The list of names includes many people in the real-estate development industry, leading to allegations they may have been getting their business and social circles to donate the maximum allowed to the political party of the current mayor, Kennedy Stewart, called Forward Together.
Forward Together said it follows provincial electoral regulations.
Yet in a city facing a housing crisis that many blame on a lack of rental units and homes suitable for families being built, the idea that the man running for re-election as a champion of those having housing troubles is significantly funded by property developers has not been well received.
After complaints, Elections BC said it is now reviewing the list to ensure rules are being followed.
Woodvine said he wasn’t sure what the documents meant and who they related to, so he tweeted out a photo of the first page.
As a blogger who writes about being homeless, Woodvine said, his followers are often well versed and engaged in city affairs. He said they quickly came to the conclusion the list looked like a potential donations list for Forward Together.
“People who read the tweet started to volunteer information,” he said. “They were able to basically connect some of the dots, they could look at first names and say that might be this person who works with this party.”
The paper had some of the most notable names in the Vancouver development community on it. Their names were listed under the title “Captain” followed by columns showing 2022 donations, goal, “NM followup” and notes. There were 38 names in total.
The “NM” matches the initials of Neil Monckton, the City of Vancouver’s chief of staff. The name “Neil” is also mentioned in the spreadsheet. Other first names on the documents also correspond with those of people in Stewart’s circle, such as Alvin. Stewart’s communications director as mayor was Alvin Singh, now a candidate for the party.

**Set task**. Reproduce the text about the Forward Together donor list word for word, beginning at the words "Yet in a city" and stopping after "the first page.".

Saved entries:
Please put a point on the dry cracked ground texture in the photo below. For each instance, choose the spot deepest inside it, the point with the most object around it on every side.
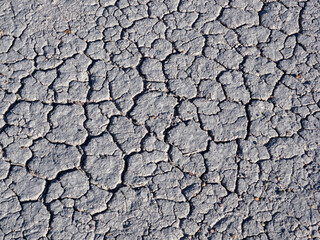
(159, 119)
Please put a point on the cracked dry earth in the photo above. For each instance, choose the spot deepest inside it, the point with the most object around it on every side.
(159, 119)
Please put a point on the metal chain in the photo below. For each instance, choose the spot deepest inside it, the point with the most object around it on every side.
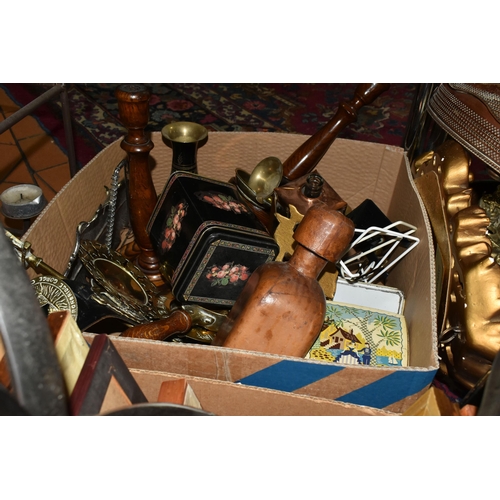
(113, 194)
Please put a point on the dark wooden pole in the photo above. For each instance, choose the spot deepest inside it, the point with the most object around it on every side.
(305, 158)
(133, 105)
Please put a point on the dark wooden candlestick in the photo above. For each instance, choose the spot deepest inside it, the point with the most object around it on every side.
(133, 105)
(305, 158)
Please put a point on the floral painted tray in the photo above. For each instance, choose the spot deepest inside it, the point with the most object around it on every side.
(361, 336)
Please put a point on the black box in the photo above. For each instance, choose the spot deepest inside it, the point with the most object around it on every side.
(208, 241)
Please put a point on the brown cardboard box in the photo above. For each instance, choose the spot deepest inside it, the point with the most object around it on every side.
(357, 171)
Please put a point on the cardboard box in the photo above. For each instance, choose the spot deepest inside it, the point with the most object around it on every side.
(357, 171)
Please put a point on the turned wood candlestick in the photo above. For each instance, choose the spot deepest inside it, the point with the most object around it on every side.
(177, 323)
(305, 158)
(133, 105)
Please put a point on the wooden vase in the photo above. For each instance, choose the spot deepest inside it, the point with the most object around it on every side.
(282, 307)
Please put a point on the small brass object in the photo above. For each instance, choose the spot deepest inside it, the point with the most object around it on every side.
(122, 285)
(265, 177)
(184, 138)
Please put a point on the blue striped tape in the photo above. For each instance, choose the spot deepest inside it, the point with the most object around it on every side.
(290, 376)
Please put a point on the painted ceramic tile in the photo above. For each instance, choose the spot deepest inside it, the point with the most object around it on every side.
(361, 336)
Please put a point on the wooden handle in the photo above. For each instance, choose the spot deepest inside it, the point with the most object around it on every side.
(133, 105)
(178, 322)
(303, 160)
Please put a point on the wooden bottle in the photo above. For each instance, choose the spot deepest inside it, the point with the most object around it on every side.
(282, 307)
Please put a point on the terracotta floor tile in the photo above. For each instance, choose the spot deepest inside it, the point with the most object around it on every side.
(10, 158)
(42, 152)
(7, 137)
(46, 164)
(27, 127)
(53, 179)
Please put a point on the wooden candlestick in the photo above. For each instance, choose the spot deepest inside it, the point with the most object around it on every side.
(305, 158)
(133, 105)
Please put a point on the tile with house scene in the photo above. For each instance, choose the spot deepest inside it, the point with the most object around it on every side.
(358, 335)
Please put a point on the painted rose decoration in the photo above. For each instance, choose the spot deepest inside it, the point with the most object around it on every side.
(222, 201)
(173, 226)
(228, 274)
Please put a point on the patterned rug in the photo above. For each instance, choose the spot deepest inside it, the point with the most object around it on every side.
(289, 108)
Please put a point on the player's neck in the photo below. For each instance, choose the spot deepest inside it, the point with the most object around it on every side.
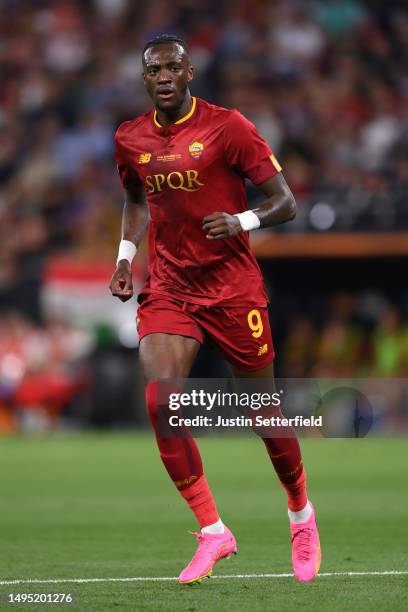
(169, 118)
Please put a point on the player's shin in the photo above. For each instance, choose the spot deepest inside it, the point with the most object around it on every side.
(181, 458)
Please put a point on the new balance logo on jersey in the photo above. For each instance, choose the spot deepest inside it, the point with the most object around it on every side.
(186, 181)
(144, 158)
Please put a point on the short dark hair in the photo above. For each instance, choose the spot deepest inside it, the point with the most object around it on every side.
(165, 39)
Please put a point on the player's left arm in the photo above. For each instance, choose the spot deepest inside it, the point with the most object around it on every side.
(248, 154)
(279, 207)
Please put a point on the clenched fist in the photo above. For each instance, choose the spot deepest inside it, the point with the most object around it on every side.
(221, 225)
(121, 285)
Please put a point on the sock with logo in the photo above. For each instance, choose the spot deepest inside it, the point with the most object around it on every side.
(287, 461)
(302, 516)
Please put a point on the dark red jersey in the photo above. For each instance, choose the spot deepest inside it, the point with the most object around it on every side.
(191, 169)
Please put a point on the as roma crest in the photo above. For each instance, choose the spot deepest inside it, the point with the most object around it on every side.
(196, 149)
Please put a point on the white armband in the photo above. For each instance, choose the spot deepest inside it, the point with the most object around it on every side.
(248, 220)
(127, 250)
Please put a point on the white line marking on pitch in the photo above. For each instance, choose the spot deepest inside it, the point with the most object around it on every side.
(171, 578)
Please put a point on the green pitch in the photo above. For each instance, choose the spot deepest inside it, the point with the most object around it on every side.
(88, 506)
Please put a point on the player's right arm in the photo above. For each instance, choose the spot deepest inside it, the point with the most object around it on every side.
(135, 219)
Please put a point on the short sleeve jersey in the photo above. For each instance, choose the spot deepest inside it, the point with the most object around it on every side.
(191, 169)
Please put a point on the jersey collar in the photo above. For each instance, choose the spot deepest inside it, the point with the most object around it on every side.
(179, 121)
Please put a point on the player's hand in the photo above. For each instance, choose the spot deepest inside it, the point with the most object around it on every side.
(221, 225)
(121, 285)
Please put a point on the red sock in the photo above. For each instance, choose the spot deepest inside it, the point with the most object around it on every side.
(287, 461)
(200, 499)
(182, 460)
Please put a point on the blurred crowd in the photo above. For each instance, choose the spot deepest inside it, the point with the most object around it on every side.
(347, 335)
(325, 82)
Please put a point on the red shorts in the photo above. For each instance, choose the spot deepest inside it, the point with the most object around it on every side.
(242, 334)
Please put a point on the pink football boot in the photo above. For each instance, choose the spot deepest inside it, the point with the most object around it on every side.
(306, 553)
(211, 548)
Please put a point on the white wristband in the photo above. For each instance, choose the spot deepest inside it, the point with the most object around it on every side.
(248, 220)
(127, 250)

**The answer**.
Yet in a city facing a housing crisis that many blame on a lack of rental units and homes suitable for families being built, the idea that the man running for re-election as a champion of those having housing troubles is significantly funded by property developers has not been well received.
After complaints, Elections BC said it is now reviewing the list to ensure rules are being followed.
Woodvine said he wasn’t sure what the documents meant and who they related to, so he tweeted out a photo of the first page.